GOAL
Type the records out again in full, exactly.

SOURCE RECORDS
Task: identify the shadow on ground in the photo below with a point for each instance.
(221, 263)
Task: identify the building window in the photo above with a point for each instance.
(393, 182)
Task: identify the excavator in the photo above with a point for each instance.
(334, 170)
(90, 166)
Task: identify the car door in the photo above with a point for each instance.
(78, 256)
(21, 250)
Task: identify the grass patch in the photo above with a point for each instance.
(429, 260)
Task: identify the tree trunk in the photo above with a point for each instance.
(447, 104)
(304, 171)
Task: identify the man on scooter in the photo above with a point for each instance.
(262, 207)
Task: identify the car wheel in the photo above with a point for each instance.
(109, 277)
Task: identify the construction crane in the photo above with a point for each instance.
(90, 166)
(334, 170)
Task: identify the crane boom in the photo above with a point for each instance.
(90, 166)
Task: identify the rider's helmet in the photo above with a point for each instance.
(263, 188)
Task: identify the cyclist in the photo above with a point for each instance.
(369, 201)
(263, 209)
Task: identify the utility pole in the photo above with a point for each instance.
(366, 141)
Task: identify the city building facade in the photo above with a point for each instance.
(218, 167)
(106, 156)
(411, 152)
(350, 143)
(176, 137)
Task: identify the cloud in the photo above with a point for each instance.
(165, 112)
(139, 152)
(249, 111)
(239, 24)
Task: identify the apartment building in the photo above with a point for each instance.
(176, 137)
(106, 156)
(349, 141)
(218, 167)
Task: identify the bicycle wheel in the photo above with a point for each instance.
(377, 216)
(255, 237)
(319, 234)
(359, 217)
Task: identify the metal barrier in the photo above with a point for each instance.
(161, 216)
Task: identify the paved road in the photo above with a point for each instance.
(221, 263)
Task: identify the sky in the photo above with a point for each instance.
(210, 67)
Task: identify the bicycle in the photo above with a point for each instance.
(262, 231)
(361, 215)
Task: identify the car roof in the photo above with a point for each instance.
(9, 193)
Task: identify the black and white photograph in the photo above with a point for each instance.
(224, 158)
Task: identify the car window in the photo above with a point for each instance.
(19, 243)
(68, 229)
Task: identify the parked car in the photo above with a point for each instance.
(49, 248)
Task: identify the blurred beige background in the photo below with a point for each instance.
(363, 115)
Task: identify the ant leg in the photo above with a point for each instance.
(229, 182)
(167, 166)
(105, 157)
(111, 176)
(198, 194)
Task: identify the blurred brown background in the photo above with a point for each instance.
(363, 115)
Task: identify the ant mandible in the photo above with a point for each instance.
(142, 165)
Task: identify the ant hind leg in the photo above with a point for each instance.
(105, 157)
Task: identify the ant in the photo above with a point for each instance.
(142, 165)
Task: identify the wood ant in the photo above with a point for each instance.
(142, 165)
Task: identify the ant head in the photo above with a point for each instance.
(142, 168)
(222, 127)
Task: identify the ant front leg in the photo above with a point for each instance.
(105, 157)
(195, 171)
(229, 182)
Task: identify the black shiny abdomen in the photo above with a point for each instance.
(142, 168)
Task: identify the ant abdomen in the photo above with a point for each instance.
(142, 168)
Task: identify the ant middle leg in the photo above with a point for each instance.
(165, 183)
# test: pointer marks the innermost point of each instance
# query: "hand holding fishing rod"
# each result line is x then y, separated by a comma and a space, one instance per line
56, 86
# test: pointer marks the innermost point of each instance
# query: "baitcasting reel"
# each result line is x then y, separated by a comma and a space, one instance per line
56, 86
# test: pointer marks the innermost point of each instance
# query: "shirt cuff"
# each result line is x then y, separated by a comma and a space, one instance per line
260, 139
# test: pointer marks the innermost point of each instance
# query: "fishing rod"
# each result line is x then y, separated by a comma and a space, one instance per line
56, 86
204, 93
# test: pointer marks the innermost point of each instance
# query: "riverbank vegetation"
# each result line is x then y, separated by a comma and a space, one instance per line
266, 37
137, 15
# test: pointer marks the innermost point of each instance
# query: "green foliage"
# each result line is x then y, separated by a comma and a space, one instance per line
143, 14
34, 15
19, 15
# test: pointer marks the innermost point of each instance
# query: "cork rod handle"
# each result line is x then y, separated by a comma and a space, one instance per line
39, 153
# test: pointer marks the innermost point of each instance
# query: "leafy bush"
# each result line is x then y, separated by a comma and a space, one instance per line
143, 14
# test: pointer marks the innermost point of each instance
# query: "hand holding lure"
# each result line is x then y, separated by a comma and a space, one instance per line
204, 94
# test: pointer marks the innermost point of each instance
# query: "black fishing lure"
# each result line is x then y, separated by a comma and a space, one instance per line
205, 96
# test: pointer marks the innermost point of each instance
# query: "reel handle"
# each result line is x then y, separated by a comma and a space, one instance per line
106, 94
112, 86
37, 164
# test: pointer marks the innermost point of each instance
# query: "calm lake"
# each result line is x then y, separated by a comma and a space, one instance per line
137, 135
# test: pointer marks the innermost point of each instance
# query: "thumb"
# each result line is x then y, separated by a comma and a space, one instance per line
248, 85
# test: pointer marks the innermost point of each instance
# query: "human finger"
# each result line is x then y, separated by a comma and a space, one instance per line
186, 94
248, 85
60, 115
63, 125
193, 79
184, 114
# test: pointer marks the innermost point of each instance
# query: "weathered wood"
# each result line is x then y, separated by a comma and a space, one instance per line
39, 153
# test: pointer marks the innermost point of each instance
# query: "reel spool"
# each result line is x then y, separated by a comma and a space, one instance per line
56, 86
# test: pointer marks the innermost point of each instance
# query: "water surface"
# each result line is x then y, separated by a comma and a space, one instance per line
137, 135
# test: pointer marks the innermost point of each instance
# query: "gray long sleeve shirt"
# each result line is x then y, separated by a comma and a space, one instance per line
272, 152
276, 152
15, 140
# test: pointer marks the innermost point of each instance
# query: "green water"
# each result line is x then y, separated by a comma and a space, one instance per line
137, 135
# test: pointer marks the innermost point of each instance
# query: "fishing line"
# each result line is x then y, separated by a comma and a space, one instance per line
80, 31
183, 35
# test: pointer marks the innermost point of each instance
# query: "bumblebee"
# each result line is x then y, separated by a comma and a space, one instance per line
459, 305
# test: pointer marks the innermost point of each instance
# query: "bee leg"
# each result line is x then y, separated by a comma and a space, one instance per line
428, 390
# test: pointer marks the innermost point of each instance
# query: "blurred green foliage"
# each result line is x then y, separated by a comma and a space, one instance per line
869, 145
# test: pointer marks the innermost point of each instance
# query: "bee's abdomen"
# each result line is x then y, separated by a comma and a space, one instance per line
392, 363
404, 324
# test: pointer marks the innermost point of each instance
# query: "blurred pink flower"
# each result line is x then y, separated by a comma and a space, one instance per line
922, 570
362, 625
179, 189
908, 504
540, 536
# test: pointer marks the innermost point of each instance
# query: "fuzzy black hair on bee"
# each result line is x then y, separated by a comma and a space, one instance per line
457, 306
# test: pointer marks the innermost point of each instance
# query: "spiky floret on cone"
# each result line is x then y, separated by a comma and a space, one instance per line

THE COMPLETED TASK
Task: identify the shadow on ground in the photo below with a point for each instance.
(221, 263)
Task: identify the building window in the photo above with a point for each instance.
(393, 182)
Task: identify the excavator in the photo above with a point for each instance.
(334, 170)
(90, 166)
Task: identify the car door in the photo above with a point for each instance.
(78, 256)
(21, 250)
Task: identify the grass patch in the photo above with a point for each instance.
(429, 260)
Task: identify the tree trunk in the photo above with a point for each instance.
(447, 104)
(304, 171)
Task: identify the man on scooter in the photo above with a point for each instance.
(262, 207)
Task: identify the car wheel in the photo above with a point for each instance.
(109, 277)
Task: identify the construction crane in the photo above with a point for each instance.
(90, 166)
(334, 170)
Task: identify the crane boom in the photo above with a point for each instance.
(90, 166)
Task: identify the rider's helmet in the photo above with a point for each instance.
(263, 188)
Task: identify the cyclist in the photo above with a point for each instance.
(369, 201)
(263, 209)
Task: identify the utility pole in the photo above with a point for each instance.
(366, 141)
Task: identify the city building facade in the photo above with a point for each instance.
(218, 167)
(106, 156)
(411, 152)
(350, 143)
(176, 137)
Task: identify the cloud in the photo above with a point for each instance.
(165, 112)
(139, 152)
(249, 111)
(239, 24)
Task: identify the apartment building in the photo above with a point for each instance.
(176, 137)
(106, 156)
(349, 141)
(218, 167)
Task: identify the bicycle wheel in the photo above with a point for each instance.
(377, 216)
(255, 237)
(319, 234)
(359, 217)
Task: identify the metal barrier in the photo above with a point for each instance.
(161, 216)
Task: identify the paved road in the photo above with a point for each instance.
(221, 263)
Task: identify the sky in the photo above with a point for each instance.
(210, 67)
Task: identify the bicycle in the photo above with a point for each instance.
(262, 231)
(361, 215)
Task: identify the car roof in the photo above with a point for each instance.
(9, 193)
Task: identify the black and white photograph in the photo above with a point for each instance.
(224, 158)
Task: identify the car window in the photo above with a point for each instance.
(19, 243)
(68, 229)
Task: identify the parked car in the photo above with a point for each instance.
(49, 248)
Task: identify the blurred beige background in the photo below with a point for each instance.
(363, 115)
Task: identify the ant leg in the photo above with a point for each instance.
(229, 182)
(167, 166)
(105, 157)
(111, 176)
(198, 194)
Task: identify the blurred brown background in the photo above with a point for each instance.
(363, 115)
Task: identify the ant mandible in the photo above with a point for each instance.
(142, 165)
Task: identify the ant hind leg in the photo above with a point for each instance.
(105, 157)
Task: identify the ant in the photo above with a point for each instance.
(142, 165)
Task: identify the wood ant in the photo above with a point for each instance.
(142, 165)
Task: identify the ant head in the photo above with a point for each instance.
(142, 168)
(222, 127)
Task: identify the ant front leg in the photo above with a point for each instance.
(105, 157)
(195, 171)
(229, 182)
Task: identify the black shiny abdomen in the photo above with a point for each instance.
(142, 168)
Task: identify the ant abdomen in the photo above with a point for each instance.
(142, 168)
Task: identify the ant middle leg in the photo above with a point for each instance.
(165, 183)
# test: pointer marks the innermost point of each instance
# query: "hand holding fishing rod"
# each result line is x then y, separated by a comma and a space, one instance per line
56, 86
# test: pointer marks the innermost point of each instance
# query: "baitcasting reel"
# each result line is x then y, separated by a comma and a space, one instance per line
56, 86
# test: pointer marks the innermost point of each instance
# query: "shirt cuff"
# each result line is x then y, separated by a comma and a space, one instance per line
260, 139
# test: pointer marks the innermost point of each instance
# query: "fishing rod"
# each result line is x then y, separated by a comma and a space, one instance per line
56, 86
204, 93
# test: pointer marks the innermost point of each instance
# query: "riverbank vegetation"
# each result line is x then y, separated by a comma and a space, one instance per line
266, 37
137, 15
# test: pointer marks the innermost point of each instance
# query: "green foliage"
# each result line is x then y, separated by a comma and a space, one instance per line
143, 14
34, 15
19, 15
# test: pointer marks the innermost point of each instance
# query: "cork rod handle"
# each result line is x then y, separated by a comma and a space, one instance per line
39, 153
# test: pointer marks the innermost point of each instance
# query: "leafy bush"
# each result line is x then y, separated by a comma and a space, one instance per line
143, 14
# test: pointer marks the innermost point of each instance
# query: "hand holding lure"
# each result line is x then y, separated by a comma and a space, one instance per line
204, 94
# test: pointer marks the innermost point of each instance
# query: "black fishing lure"
# each result line is x then y, separated by a comma and a space, one instance per line
205, 96
# test: pointer marks the innermost point of each instance
# query: "reel handle"
# each result line is x then y, separated by a comma and a space, one instance per line
106, 94
112, 86
37, 164
# test: pointer marks the innermost point of each instance
# query: "calm lake"
# each result line is x then y, separated by a comma and a space, one instance per line
137, 135
# test: pointer marks the innermost point of each instance
# query: "thumb"
# each result line is x then y, separated by a comma and a space, one instance per line
248, 85
# test: pointer marks the innermost point of each instance
# query: "human finger"
# each result line is x then y, separated by a comma and a space, one instance per line
186, 94
248, 85
60, 115
63, 125
193, 79
184, 114
# test: pointer marks the innermost point of each instance
# query: "weathered wood"
# each result line is x then y, separated by a comma and a space, one instance per line
39, 153
# test: pointer marks the innermost point of each instance
# query: "reel spool"
# each result line is x then y, separated by a comma and a space, one instance per line
56, 86
# test: pointer marks the innermost point of each instance
# query: "water surface"
# each result line is x then y, separated by a comma and a space, one instance per line
137, 135
# test: pointer marks the innermost point of each instance
# query: "gray long sleeve shirt"
# each result line is x then y, separated by a comma and a space, one instance per line
272, 152
276, 152
15, 140
# test: pointer marks the innermost point of each instance
# query: "green water"
# each result line is x then y, separated by a comma and a space, one instance per line
137, 135
# test: pointer marks the innermost point of each instance
# query: "fishing line"
# each result line is x then y, separated by a comma and a space, one instance per line
80, 31
183, 35
# test: pointer marks the innermost point of each instance
# query: "bumblebee"
# each result line is x then y, separated by a comma and a space, one instance per line
459, 305
# test: pointer marks the innermost point of each instance
# query: "bee leg"
# each result line is x then y, separated by a comma and a space, one instance per line
428, 390
# test: pointer marks the innermost point of each instance
# query: "blurred green foliage"
# each result line is x then y, separated by a comma and a space, one instance per line
869, 145
# test: pointer marks the innermost point of each instance
# query: "bee's abdomen"
# each result line is x then y, separated by a comma and a space, one instance per line
392, 363
404, 324
# test: pointer marks the innermost point of each instance
# query: "blurred pink flower"
# each result line is x then y, separated by a comma and a space, one instance per line
922, 570
362, 625
179, 189
908, 504
540, 536
# test: pointer marks the innermost point of each instance
# query: "fuzzy black hair on bee"
# each result line is x then y, separated by a comma and a space, one instance per line
457, 306
# test: pointer marks the innermost point of each instance
# query: "spiky floret on cone"
# each result line is x then y, separated by a comma and a space, one instance per line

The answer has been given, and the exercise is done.